━━━━━ Records supplied ━━━━━

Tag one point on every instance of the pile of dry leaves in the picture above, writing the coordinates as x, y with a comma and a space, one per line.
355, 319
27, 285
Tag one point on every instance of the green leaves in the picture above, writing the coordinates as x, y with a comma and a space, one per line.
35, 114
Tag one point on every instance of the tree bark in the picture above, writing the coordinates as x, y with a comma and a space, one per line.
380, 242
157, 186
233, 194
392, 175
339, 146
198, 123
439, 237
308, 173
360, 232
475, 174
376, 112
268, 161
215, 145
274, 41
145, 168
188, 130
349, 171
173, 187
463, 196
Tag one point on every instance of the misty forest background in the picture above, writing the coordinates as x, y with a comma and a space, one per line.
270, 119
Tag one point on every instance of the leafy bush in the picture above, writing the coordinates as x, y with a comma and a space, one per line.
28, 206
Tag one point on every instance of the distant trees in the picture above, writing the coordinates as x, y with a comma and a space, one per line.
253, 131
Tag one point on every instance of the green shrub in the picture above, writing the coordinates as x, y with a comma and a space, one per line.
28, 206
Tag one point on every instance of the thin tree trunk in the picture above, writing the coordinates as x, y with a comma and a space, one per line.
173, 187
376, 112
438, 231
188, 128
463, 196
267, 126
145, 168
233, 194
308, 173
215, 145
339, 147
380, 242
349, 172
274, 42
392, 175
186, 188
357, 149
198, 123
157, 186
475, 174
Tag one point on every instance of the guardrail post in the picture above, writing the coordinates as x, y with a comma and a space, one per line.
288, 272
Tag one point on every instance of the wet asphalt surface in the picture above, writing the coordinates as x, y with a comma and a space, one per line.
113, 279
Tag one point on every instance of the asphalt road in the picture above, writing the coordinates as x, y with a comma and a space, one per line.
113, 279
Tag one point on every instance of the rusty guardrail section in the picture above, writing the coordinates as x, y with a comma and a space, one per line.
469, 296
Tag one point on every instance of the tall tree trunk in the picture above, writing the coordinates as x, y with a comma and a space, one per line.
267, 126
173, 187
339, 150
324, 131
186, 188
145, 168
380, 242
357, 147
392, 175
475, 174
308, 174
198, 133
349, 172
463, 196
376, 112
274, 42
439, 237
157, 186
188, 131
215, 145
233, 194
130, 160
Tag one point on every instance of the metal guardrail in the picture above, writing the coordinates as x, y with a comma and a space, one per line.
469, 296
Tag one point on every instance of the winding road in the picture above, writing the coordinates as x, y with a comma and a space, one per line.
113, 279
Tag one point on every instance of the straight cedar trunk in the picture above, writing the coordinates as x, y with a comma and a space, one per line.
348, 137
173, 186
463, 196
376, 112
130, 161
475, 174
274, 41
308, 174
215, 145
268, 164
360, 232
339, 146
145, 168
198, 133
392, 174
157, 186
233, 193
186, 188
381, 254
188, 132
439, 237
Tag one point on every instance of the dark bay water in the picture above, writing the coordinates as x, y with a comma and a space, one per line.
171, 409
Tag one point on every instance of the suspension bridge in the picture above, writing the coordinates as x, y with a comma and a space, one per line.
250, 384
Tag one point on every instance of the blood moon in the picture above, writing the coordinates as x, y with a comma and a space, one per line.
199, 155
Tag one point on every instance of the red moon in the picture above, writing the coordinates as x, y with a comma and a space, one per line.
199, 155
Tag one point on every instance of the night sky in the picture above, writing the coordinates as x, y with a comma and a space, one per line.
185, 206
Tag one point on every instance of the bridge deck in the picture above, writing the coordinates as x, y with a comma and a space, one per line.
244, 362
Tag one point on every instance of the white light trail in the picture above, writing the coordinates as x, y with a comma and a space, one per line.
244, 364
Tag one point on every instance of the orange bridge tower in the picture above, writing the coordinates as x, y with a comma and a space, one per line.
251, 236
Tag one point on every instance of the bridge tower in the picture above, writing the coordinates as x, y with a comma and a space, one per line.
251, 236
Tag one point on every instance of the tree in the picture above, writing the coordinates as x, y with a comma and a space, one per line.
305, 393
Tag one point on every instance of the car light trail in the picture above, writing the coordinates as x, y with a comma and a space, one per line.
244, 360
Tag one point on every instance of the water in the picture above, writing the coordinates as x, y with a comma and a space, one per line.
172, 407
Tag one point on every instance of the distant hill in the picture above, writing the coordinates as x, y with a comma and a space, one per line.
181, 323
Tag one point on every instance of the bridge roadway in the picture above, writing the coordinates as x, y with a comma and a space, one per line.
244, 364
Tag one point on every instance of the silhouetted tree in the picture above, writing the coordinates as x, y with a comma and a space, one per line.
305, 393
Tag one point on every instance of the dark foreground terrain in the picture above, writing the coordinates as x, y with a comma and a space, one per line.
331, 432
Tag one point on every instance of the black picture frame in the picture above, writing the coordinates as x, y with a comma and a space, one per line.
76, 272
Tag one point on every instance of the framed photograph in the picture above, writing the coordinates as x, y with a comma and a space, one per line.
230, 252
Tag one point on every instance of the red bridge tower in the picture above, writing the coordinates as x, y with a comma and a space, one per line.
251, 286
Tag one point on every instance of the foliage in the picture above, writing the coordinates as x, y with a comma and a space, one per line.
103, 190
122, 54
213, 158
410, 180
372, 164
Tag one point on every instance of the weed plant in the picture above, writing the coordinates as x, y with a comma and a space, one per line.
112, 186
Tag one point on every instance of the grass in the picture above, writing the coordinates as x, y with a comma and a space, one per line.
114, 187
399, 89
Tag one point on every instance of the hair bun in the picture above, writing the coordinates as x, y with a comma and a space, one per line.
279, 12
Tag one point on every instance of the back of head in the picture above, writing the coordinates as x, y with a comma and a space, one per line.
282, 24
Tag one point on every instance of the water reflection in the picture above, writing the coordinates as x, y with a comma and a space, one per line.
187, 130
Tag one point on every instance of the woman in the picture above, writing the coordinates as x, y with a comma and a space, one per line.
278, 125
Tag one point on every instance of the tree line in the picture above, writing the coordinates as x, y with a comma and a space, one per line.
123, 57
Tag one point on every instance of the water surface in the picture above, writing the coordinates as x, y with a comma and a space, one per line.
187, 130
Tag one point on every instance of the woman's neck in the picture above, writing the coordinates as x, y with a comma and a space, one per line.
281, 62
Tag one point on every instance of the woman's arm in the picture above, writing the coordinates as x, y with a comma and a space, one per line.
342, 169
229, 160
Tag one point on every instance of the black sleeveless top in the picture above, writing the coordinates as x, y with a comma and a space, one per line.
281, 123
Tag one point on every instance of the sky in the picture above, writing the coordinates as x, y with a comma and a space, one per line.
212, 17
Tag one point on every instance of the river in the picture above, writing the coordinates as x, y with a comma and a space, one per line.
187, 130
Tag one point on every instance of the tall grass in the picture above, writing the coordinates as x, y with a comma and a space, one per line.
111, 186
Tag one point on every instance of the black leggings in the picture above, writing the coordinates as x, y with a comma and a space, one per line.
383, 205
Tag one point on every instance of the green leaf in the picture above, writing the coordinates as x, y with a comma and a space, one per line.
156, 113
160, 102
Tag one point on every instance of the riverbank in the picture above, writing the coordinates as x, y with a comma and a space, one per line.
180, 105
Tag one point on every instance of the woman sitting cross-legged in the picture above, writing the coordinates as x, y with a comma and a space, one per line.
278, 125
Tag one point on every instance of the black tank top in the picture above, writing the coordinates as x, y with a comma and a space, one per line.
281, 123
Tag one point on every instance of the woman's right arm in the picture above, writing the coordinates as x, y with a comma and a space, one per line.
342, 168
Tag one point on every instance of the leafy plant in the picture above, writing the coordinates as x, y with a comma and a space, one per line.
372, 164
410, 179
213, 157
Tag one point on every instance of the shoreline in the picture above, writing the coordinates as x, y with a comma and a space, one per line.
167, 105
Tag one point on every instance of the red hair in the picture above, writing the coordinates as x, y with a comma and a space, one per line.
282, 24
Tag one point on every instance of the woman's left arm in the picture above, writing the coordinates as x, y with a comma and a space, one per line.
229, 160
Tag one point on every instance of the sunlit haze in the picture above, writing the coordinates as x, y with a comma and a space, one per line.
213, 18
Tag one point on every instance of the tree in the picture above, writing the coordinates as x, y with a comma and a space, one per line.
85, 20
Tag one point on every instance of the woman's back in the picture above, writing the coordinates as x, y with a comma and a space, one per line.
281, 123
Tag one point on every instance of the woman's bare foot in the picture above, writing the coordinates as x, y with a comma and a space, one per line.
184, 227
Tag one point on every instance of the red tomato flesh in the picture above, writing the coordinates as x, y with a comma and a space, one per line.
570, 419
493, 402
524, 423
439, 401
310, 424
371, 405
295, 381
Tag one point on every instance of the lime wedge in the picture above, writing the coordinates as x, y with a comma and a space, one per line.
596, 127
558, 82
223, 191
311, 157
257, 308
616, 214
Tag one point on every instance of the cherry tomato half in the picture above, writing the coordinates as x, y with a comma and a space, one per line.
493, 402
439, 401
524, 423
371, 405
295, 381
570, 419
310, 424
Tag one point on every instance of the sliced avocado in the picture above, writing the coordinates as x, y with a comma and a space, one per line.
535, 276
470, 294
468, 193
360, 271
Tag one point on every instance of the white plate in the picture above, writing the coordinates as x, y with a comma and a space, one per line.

━━━━━
━━━━━ Records supplied ━━━━━

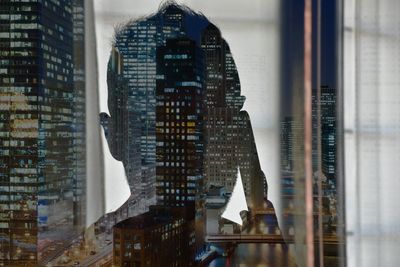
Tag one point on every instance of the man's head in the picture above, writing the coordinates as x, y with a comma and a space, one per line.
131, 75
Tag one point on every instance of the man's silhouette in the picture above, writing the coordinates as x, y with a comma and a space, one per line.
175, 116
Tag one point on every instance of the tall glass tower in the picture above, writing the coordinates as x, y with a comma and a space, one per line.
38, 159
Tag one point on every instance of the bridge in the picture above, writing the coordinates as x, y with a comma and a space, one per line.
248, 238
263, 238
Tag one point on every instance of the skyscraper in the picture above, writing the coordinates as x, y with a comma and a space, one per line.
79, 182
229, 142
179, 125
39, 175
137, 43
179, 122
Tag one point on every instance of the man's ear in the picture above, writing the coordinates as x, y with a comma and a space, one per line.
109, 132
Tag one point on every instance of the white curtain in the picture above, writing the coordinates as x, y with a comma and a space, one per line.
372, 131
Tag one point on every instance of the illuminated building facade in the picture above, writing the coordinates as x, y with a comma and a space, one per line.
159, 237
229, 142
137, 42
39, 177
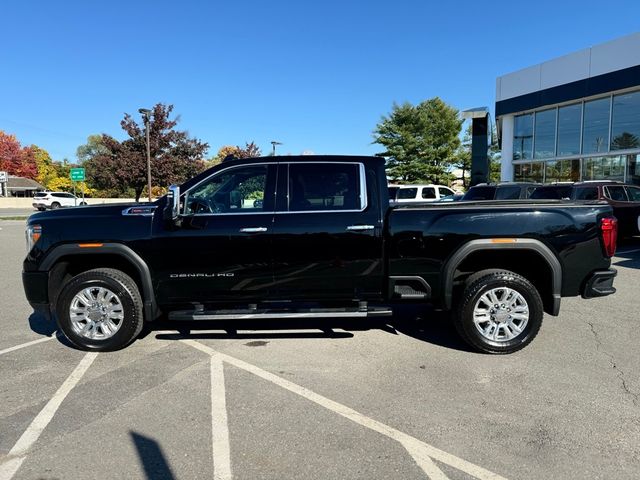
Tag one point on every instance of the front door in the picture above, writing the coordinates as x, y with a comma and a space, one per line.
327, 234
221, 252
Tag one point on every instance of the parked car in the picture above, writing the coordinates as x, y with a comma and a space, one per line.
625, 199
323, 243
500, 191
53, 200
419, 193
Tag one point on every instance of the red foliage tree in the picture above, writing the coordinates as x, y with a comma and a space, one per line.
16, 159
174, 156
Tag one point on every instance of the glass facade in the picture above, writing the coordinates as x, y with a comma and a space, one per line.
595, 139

━━━━━

Exercise directions: Your answer should consist only of the lines above between the line holding "Tag one point on every instance of the shoreline" and the line holding "Tag one point on every instance of the white plate", inclusive, each transcribed exactly.

Output:
Tag one point on every instance of the shoreline in the picture above, writing the coordinates as x, y with a comma and a space, one per line.
167, 105
Tag one point on every instance of the red hair in the picture above, writing the coordinates as x, y with a comma and a space, one per line.
282, 24
Tag one point on every instance of the woman's left arm in the picture above, writing the coordinates as x, y with a comma and a space, one per line.
229, 160
Tag one point on every instance of the sunlit haze in the picture above, writing the coordinates as x, y with a comma and a space, one per line.
213, 18
Tag one point on every instance of the tree in the picture above, writing the coordinates as x, y with a comma and a space, one per line.
85, 20
Tag one point on every instance of the woman's back in the picture above, writing the coordinates as x, y with a comma and a space, one per line.
281, 123
Tag one point on every instance of the woman's bare foot in the picture above, writing the coordinates as x, y with a comma and a space, one per line.
184, 227
Tag one point on every instance of the red tomato flesh in the picture above, writing the coordinates as x, y with a comma and a space, one per line.
570, 419
493, 402
524, 423
439, 401
310, 424
371, 405
295, 381
Tag one point on every instance of the lime wedge in the picture above, writing the coordinates as x, y with a comma and a space, one per line.
596, 127
558, 82
223, 191
311, 157
257, 308
616, 214
Tag one point on every instance of the cherry tomato half in the picture above, writing the coordinates as x, y with a comma and a space, one per line.
493, 402
439, 401
524, 423
371, 405
295, 381
570, 419
310, 424
Tag one point on every instance of the sliced avocado in the picture above, writing the coordinates as x, y with a comma and a space, one per line.
535, 276
470, 294
468, 193
360, 271
Tag one point on every instance of the white plate in the picture above, writing the coordinates as x, y with a comma and a space, one per line.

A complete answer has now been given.